## Problem
Count the lines in the items below that contain the string "door". Reply with the number alone.

··· Source records ···

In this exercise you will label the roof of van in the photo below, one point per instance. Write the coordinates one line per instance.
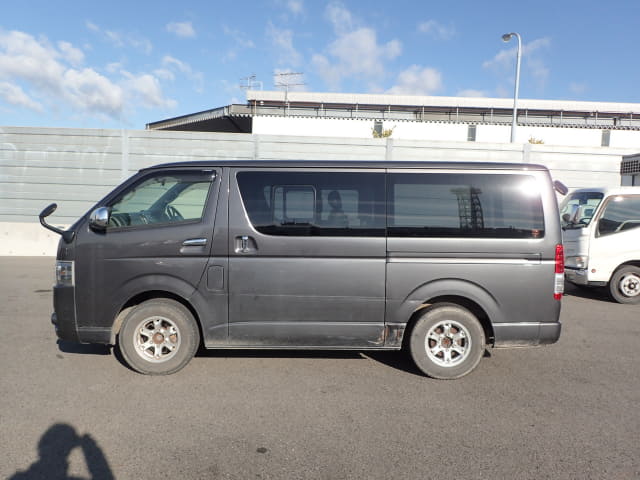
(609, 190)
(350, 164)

···
··· Source records ···

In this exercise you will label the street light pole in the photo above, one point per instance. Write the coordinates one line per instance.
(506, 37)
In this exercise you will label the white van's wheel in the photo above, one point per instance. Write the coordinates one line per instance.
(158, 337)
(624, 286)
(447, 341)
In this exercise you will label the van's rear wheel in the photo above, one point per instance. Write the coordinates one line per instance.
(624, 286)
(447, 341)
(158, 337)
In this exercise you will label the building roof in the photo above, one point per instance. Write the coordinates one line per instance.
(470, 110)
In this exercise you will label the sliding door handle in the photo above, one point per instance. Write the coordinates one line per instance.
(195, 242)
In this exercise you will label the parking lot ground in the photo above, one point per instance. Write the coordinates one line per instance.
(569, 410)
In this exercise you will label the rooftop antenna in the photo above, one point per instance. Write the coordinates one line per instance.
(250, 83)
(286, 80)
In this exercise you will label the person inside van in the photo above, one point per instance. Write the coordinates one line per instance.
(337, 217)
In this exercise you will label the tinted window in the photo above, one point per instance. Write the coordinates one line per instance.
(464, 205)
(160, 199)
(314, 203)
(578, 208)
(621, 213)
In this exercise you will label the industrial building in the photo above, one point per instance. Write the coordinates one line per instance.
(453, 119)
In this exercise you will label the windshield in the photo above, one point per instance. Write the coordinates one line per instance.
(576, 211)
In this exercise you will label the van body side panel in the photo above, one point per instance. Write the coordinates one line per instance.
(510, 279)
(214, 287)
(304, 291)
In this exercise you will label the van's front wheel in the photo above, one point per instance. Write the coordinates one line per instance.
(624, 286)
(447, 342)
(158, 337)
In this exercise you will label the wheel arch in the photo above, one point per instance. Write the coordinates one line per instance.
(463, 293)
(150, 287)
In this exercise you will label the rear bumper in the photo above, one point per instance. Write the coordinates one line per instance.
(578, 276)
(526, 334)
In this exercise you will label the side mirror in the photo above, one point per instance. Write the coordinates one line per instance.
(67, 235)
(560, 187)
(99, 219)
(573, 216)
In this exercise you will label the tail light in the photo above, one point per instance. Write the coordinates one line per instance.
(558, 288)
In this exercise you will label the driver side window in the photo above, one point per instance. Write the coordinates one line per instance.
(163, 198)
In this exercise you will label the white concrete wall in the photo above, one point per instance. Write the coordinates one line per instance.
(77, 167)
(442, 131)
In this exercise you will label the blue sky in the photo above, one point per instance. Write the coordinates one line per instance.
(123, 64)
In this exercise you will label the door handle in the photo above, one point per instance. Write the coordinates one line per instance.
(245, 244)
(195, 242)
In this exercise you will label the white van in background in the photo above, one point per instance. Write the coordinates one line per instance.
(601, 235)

···

## Exercise solution
2